> [AIM OF THE EXERCISE]
Reproduce the records below, swapping each occurrence of "Reviewer note" for "Annotator note" and leaving all other text unchanged.

> [DATASET RECORDS]
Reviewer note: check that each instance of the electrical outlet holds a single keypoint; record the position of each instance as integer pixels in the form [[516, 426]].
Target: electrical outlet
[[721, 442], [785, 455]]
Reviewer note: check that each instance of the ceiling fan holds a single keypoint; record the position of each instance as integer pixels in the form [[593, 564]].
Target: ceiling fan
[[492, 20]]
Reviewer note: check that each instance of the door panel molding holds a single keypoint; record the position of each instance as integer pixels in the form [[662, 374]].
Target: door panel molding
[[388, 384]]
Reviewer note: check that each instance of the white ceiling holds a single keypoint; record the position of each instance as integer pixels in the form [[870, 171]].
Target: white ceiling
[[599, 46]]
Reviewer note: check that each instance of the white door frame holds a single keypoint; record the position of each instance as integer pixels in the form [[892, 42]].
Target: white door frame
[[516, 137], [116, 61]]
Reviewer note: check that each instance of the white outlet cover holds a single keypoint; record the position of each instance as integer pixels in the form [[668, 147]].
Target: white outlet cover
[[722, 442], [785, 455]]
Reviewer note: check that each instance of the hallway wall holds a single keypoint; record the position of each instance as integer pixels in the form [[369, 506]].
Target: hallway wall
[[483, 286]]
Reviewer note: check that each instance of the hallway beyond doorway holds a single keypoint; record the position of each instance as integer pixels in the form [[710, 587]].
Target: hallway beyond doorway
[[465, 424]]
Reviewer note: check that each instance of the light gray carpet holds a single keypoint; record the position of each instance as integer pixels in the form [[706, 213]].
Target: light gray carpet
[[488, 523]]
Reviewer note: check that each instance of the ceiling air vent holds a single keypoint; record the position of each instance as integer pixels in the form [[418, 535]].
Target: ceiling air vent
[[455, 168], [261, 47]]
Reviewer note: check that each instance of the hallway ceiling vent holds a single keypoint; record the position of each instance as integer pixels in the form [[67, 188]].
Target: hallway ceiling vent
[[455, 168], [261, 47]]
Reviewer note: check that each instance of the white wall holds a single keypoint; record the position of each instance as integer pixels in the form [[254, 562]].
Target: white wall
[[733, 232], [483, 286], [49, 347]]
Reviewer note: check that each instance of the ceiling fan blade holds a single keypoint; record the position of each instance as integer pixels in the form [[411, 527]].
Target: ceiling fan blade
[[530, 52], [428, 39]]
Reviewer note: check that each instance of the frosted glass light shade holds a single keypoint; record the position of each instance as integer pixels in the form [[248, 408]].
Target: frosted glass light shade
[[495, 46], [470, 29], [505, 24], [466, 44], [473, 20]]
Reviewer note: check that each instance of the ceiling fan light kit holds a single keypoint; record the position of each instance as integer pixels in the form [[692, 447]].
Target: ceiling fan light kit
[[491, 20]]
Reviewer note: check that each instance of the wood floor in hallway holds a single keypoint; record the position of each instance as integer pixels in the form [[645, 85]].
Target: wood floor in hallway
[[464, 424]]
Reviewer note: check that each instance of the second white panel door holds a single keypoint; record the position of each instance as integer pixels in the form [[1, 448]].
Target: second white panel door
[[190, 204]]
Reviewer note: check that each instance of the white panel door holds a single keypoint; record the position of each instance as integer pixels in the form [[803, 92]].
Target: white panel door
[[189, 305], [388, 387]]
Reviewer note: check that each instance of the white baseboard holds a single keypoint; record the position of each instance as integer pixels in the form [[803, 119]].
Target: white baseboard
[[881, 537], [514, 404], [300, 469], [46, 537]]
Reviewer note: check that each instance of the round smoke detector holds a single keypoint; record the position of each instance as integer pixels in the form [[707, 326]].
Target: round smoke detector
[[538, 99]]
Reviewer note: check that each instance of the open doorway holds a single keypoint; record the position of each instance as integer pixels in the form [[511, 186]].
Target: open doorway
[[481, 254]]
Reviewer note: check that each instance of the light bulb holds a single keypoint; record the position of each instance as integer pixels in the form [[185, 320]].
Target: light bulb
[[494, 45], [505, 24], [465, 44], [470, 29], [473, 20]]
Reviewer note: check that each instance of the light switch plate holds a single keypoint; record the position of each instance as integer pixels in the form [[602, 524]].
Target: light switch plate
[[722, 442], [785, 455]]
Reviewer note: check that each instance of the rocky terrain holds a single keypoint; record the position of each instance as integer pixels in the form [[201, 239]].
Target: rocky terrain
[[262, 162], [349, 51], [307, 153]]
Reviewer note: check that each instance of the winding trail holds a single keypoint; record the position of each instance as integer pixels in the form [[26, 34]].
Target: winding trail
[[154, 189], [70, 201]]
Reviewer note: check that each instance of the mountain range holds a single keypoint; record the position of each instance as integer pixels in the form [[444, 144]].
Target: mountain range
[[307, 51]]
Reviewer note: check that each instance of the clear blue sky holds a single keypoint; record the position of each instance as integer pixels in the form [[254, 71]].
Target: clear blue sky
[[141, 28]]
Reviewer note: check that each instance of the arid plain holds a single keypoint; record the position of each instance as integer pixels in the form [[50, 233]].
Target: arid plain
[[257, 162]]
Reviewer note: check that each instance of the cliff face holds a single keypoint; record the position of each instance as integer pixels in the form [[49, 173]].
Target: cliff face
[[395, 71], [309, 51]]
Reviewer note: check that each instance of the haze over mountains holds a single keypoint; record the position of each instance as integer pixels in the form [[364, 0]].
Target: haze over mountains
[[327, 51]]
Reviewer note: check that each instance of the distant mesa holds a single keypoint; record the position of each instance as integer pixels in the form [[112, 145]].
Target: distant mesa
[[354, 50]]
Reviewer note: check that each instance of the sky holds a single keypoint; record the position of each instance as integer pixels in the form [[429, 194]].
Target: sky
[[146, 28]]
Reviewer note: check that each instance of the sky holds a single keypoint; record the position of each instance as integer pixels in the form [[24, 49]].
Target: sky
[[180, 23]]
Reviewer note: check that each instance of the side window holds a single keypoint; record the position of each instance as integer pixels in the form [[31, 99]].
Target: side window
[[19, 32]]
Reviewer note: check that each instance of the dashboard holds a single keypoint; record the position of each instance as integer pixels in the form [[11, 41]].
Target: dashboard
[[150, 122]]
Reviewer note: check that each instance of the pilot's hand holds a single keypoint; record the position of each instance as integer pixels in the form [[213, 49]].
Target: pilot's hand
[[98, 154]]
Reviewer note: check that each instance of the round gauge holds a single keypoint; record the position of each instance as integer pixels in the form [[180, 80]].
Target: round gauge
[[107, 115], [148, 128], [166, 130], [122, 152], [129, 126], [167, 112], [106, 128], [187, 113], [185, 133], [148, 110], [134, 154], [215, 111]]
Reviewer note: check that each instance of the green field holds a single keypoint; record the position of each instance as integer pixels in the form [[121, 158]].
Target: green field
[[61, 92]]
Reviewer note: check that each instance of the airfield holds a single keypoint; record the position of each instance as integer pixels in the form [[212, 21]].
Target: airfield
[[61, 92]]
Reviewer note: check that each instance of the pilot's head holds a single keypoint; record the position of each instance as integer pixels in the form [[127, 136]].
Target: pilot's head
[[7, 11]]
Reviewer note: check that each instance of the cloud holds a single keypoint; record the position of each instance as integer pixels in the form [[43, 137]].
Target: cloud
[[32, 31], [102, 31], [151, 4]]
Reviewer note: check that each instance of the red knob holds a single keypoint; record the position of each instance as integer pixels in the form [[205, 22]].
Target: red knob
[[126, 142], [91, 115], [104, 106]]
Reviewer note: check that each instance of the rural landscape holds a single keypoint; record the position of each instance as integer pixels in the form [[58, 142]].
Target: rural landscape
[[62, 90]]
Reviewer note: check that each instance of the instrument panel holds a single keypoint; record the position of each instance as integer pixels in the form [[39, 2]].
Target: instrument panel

> [TASK RESULT]
Annotator note: check that each instance of the electrical outlet holds a single keypoint; record the position of each instance as integer pixels in the form [[516, 426]].
Target: electrical outlet
[[721, 442], [785, 455]]
Annotator note: check that each instance of the ceiling fan holds a single keypoint; record the position of each instance as integer pixels in the form [[593, 564]].
Target: ceiling fan
[[492, 20]]
Annotator note: check that each instance of the door panel molding holds a single keypoint; record the position of each instance as integer pixels in the form [[662, 374]].
Target: door panel molding
[[388, 384]]
Annotator note: check that each instance of the white ceiling holds a single keypoint; record the position of each instance as integer pixels in the form [[870, 171]].
Target: white ceiling
[[599, 46]]
Annotator note: check that each instance of the white door frame holds a single keypoint; record the position of each instance as integer pixels in the form [[892, 42]].
Target: white door frame
[[516, 137], [116, 61]]
Annotator note: check that each instance of the white outlet cover holds a single keypoint; record the position of each instance as integer pixels in the form [[668, 147]].
Target: white outlet cover
[[722, 442], [785, 455]]
Annotator note: check that each instance of the hallway wall holds a single keypoint; record the position of each instance as integer pixels in the form [[369, 506]].
Target: hallway wall
[[483, 286]]
Annotator note: check that each instance of the hallway beyond doorway holds a single keypoint; record the position of each instance as integer pixels in the form [[710, 587]].
Target: hallway beyond doorway
[[465, 424]]
Annotator note: check that each instance of the light gray carpet holds a single keypoint; record the position of each instance as integer pixels in the form [[706, 213]].
Target: light gray carpet
[[488, 523]]
Annotator note: check that each instance of the ceiling air vent holds a single keypoint; record the position of each instance as integer pixels in the form [[418, 535]].
Target: ceiling air vent
[[455, 168], [261, 47]]
Annotator note: check that each instance of the hallway ceiling vent holds a single keypoint; record the position of each instance as integer pixels in the form [[67, 188]].
Target: hallway ceiling vent
[[455, 168], [261, 47]]
Annotator note: check that each instance of the white wall holds a single keypoint; record the position of each instance as integer pixels in the form [[254, 562]].
Target: white wall
[[733, 232], [483, 286], [49, 347]]
Annotator note: check that each instance of the ceiling fan blade holds a single keypoint; record the position of each instance as integer pixels in the form [[411, 527]].
Target: ceiling fan blade
[[530, 52], [428, 39]]
Annotator note: check that each instance of the frosted glass light shade holds a single keypoint; record the position of each instance as integer pixels in the form [[248, 408]].
Target: frosted glass light shade
[[495, 46], [470, 29], [505, 24], [466, 44], [473, 20]]
Annotator note: check that each instance of the ceiling fan light kit holds a single keypoint; record the position of each instance as integer pixels in the form [[692, 447]].
Target: ceiling fan light kit
[[491, 20]]
Annotator note: check that each instance of the wood floor in hallway holds a single keypoint; record the position of each instance as integer pixels in the form [[645, 85]].
Target: wood floor in hallway
[[464, 424]]
Annotator note: check that each instance of the second white panel door holds a single keypoint; record the position of each instance as integer pixels in the form [[1, 448]].
Target: second white panel door
[[190, 204]]
Annotator note: check that each instance of the white panel door holds a single keypoint; record the position of each instance as integer pixels in the form [[803, 92]].
Target: white panel door
[[189, 305], [388, 387]]
Annotator note: check that each instance of the white baseboard holds a single keypoint; record the position of each instance as integer pixels in the form [[803, 119]].
Target: white baseboard
[[881, 537], [514, 404], [300, 469], [46, 537]]
Annotator note: check that each instance of the round smoke detector holds a single keypoint; record the position of each instance as integer pixels in the form [[707, 326]].
Target: round smoke detector
[[538, 99]]
Annotator note: check that each instance of the open doorway holds a single keypoint; record the position of each instance as integer pixels in the form [[511, 186]].
Target: open doorway
[[481, 254]]
Annotator note: check that each instance of the light bulb holds a single keypoint; record the position of each instance as integer pixels in the form [[185, 320]].
Target: light bulb
[[494, 45], [505, 24], [465, 44], [470, 29], [473, 20]]
Annotator note: check that each instance of the light switch plate holds a single keypoint; record the position of each instance as integer pixels in the form [[602, 524]].
Target: light switch plate
[[722, 442], [785, 455]]
Annotator note: check that each instance of the rocky terrain holds a single keypoint; record the position of each instance as integer pixels in the form [[201, 239]].
Target: rocky terrain
[[262, 162], [349, 51], [307, 153]]
Annotator note: check that each instance of the winding trail holds a single keypoint; record the position of each instance as integer pixels in the form [[26, 34]].
Target: winding trail
[[154, 189], [70, 201]]
Annotator note: check that each instance of the mountain range holds a single keypoint; record the position of each instance as integer pixels in the form [[444, 144]].
Target: mountain range
[[307, 51]]
Annotator note: check that each instance of the clear blue sky holds a single keypoint; record the position of each instance as integer pixels in the form [[254, 71]].
Target: clear blue sky
[[141, 28]]
Annotator note: check that each instance of the arid plain holds a single keypoint; record the position of each instance as integer pixels in the form [[50, 233]].
Target: arid plain
[[257, 162]]
Annotator note: check that each instance of the cliff face holds a single keypoint; record the position of each instance as integer pixels in the form [[49, 173]].
Target: cliff face
[[395, 71], [309, 51]]
Annotator note: check that each instance of the haze over mountains holds a single keypoint; record the position of each instance as integer pixels in the form [[364, 0]].
Target: haze over mountains
[[327, 51]]
Annotator note: check that each instance of the distant mesa holds a single keypoint; record the position of each instance as integer pixels in the form [[112, 145]].
Target: distant mesa
[[354, 50]]
Annotator note: check that each instance of the sky holds a single keypoint; record the position of each instance as integer pixels in the form [[429, 194]].
Target: sky
[[146, 28]]
Annotator note: check that each instance of the sky holds a single keypoint; record the position of each instance as integer pixels in the form [[24, 49]].
Target: sky
[[180, 23]]
Annotator note: check that each instance of the side window holds a single keypoint; record the position of each instance as integer pixels in the form [[31, 99]].
Target: side window
[[19, 32]]
Annotator note: check that each instance of the dashboard holds a single keypoint; record the position of each instance as integer pixels in the form [[11, 41]].
Target: dashboard
[[150, 122]]
Annotator note: check that each instance of the pilot's hand holds a single keypoint; record the position of each instance as integer pixels in the form [[213, 49]].
Target: pilot's hand
[[98, 154]]
Annotator note: check that each instance of the round gauge holds a single keypoint; record the position of each instance as integer pixels in the form [[180, 80]].
Target: round gauge
[[107, 115], [148, 128], [166, 130], [122, 152], [129, 126], [167, 112], [106, 128], [187, 113], [185, 133], [148, 110], [134, 154], [215, 111]]
Annotator note: check that each instance of the green field holds a single keypoint; record the position of each instance as integer pixels in the form [[121, 158]].
Target: green field
[[61, 92]]
Annotator note: check that each instance of the airfield holds a single keypoint; record the position of each instance as integer pixels in the form [[212, 21]].
Target: airfield
[[61, 92]]
Annotator note: check that each instance of the pilot's head holds a single keypoint; record the position of each instance as integer pixels in the form [[127, 136]].
Target: pilot's head
[[7, 11]]
Annotator note: check that each instance of the cloud holds a single keypoint; record the position of each instance as integer pixels in the form [[43, 137]].
Target: cloud
[[32, 31], [102, 31], [151, 4]]
Annotator note: check that each instance of the red knob holds a single keypoint; record the position of each instance as integer pixels in the form [[205, 22]].
Target: red knob
[[126, 142], [91, 115], [104, 106]]
Annotator note: check that each instance of the rural landscape holds a single keypoint; record the position of each instance as integer pixels in the form [[58, 142]].
Target: rural landscape
[[62, 90]]
Annotator note: check that each instance of the instrument panel holds a single keypoint; record the position of each instance as integer pixels in the form [[39, 2]].
Target: instrument panel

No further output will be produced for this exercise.